■ Your goal ■
Go line by line through the entries below and copy those containing the string "blanket".

■ Data for the task ■

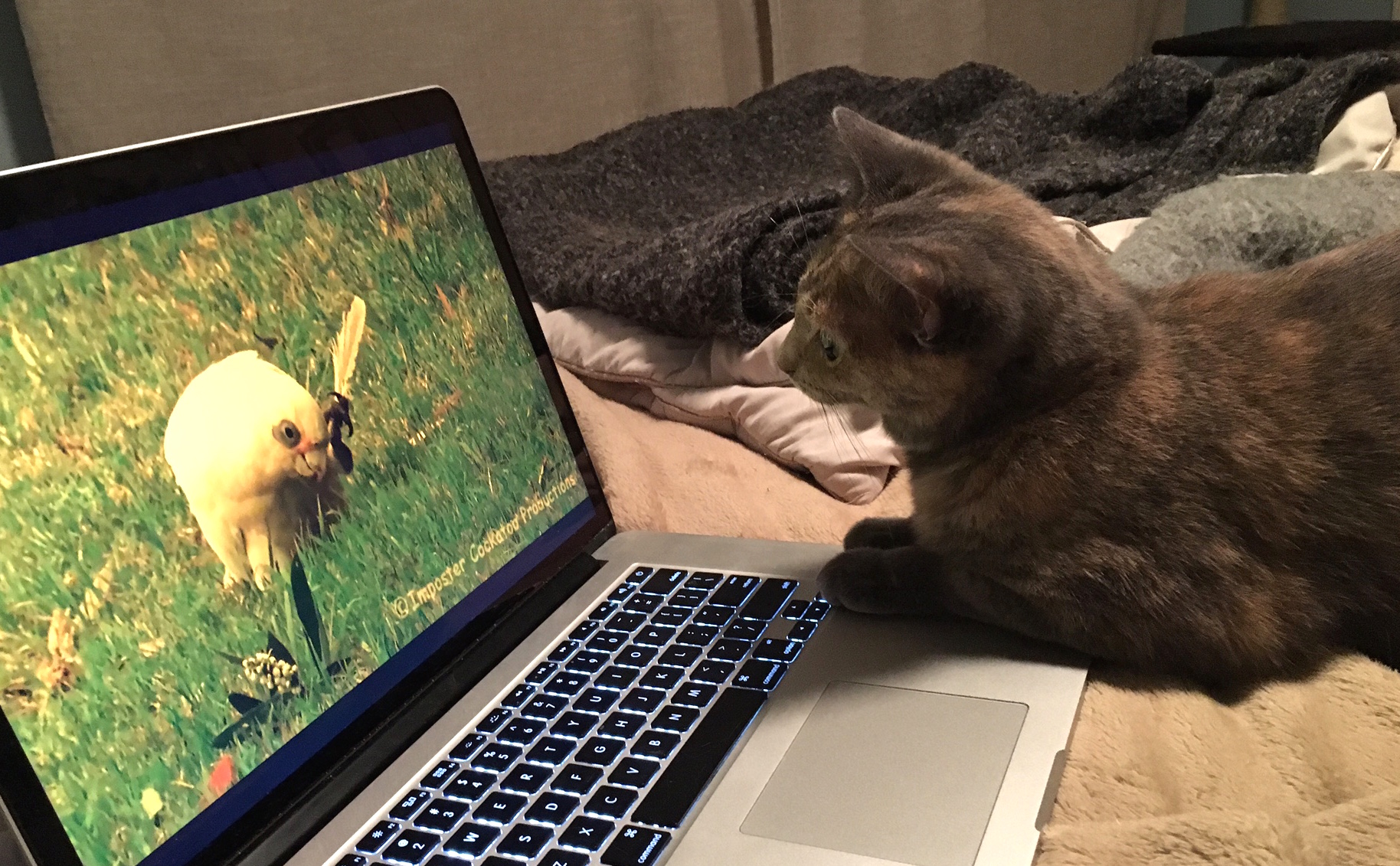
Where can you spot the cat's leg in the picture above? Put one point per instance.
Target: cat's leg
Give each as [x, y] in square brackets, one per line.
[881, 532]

---

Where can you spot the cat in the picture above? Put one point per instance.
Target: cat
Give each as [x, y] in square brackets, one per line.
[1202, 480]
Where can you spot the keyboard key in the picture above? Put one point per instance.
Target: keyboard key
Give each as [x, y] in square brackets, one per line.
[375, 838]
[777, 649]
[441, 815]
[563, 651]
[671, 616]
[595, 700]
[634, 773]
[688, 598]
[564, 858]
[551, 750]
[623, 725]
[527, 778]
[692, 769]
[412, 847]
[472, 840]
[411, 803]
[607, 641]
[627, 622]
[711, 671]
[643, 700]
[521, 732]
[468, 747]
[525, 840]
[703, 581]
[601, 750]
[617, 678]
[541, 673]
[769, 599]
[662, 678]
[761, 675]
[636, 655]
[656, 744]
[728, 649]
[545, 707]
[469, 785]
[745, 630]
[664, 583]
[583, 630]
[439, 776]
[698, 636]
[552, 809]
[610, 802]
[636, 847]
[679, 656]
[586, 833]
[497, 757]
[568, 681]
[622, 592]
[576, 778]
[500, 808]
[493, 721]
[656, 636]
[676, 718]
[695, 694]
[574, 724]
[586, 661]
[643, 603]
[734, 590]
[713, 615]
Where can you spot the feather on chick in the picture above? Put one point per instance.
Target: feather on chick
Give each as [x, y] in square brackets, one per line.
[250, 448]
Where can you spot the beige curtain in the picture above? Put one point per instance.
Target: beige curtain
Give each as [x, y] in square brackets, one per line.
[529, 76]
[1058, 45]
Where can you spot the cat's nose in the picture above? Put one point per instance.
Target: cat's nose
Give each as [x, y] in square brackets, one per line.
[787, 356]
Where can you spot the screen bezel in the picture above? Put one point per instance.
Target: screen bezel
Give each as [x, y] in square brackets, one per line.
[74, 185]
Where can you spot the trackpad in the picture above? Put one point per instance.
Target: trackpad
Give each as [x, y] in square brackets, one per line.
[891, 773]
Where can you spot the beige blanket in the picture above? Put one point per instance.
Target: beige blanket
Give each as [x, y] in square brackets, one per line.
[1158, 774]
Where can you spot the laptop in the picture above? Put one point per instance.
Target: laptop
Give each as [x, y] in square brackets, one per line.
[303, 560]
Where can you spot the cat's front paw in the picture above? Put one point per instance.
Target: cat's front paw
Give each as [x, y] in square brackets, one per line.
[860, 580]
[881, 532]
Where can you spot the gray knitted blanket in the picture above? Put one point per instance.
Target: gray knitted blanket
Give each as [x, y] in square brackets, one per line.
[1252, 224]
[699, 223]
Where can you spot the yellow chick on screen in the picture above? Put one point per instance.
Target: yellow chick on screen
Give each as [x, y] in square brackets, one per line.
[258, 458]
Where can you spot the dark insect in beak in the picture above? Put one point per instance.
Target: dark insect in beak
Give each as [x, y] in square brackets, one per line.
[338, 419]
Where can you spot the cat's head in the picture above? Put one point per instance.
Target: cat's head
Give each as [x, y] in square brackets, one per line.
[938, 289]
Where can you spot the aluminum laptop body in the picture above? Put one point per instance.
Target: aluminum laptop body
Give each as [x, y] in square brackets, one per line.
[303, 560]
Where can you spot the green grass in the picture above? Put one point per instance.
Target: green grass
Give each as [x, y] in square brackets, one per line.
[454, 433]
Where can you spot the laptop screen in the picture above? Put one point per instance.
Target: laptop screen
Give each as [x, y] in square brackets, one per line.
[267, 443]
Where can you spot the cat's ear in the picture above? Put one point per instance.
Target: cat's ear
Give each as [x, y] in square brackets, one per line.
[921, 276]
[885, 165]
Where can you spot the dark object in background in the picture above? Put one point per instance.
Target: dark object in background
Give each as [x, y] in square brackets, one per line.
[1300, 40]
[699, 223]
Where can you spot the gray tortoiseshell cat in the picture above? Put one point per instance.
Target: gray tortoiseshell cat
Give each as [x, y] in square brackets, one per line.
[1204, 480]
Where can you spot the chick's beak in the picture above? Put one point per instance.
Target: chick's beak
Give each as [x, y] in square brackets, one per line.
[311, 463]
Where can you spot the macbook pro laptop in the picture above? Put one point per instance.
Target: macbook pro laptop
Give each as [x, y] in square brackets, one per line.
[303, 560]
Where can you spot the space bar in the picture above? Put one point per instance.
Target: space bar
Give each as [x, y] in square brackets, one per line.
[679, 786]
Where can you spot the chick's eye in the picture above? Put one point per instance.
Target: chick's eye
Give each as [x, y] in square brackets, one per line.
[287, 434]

==

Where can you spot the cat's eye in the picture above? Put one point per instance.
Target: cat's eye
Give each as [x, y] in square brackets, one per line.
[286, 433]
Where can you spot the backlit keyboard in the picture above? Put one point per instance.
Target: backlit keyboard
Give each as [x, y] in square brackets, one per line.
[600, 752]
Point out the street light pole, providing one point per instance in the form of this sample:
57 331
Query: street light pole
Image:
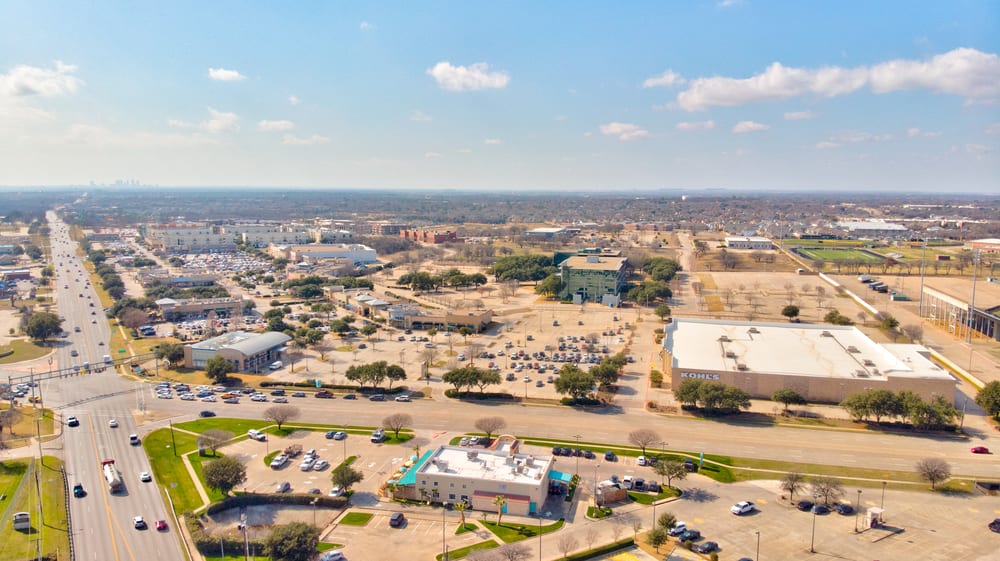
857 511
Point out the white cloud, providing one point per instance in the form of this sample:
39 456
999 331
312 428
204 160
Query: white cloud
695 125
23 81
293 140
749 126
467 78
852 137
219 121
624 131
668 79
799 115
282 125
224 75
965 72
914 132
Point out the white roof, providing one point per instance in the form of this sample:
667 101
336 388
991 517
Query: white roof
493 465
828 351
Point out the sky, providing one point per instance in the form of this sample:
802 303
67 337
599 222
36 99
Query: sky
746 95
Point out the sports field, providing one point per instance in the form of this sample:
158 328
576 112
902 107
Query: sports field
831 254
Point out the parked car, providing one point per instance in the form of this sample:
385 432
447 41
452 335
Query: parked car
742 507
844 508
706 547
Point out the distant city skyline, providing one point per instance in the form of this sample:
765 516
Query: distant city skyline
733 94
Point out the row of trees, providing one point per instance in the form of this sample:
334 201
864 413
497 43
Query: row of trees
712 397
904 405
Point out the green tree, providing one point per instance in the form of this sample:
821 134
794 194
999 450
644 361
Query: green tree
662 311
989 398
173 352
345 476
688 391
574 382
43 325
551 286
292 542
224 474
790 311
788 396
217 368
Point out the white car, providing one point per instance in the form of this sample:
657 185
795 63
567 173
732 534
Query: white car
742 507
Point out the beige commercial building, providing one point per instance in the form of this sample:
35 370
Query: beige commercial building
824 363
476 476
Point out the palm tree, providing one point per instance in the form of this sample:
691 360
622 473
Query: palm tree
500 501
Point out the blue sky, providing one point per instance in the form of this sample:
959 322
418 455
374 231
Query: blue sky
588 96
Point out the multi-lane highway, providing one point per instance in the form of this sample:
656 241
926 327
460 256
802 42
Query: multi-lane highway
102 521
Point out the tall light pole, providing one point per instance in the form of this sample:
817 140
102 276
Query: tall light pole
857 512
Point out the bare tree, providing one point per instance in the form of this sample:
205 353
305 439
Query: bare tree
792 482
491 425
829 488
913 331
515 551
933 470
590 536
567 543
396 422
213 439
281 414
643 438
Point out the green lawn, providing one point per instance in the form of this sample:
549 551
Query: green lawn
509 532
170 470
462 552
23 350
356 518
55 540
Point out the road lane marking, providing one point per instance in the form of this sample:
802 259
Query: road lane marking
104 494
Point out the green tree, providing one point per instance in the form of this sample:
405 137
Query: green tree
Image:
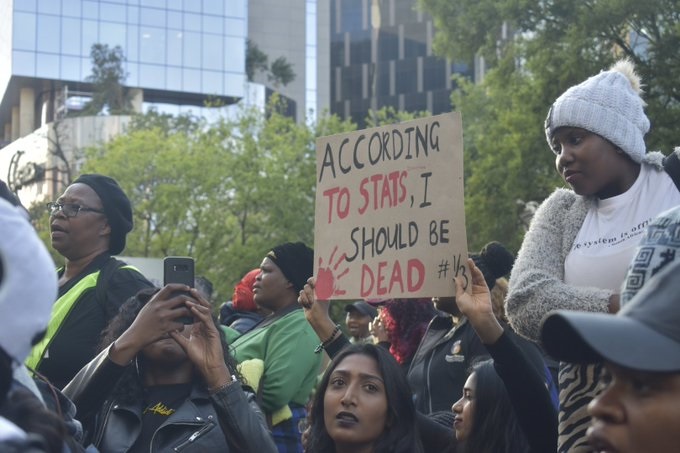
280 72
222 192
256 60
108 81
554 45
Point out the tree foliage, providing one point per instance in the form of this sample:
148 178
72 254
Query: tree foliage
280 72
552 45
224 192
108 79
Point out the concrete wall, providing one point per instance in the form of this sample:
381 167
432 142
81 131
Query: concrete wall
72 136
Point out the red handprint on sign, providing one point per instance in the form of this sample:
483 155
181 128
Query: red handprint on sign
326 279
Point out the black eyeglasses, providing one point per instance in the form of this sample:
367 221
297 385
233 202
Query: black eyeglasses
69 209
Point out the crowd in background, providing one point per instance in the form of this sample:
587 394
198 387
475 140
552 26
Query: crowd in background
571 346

■ The completed task ■
Where can you spot the beige blanket in the picture above? Put one point per instance.
Target: beige blanket
Where can you spot the gray knitted blanket in the picture above? Put one point per instance.
Target: gray knitted blanket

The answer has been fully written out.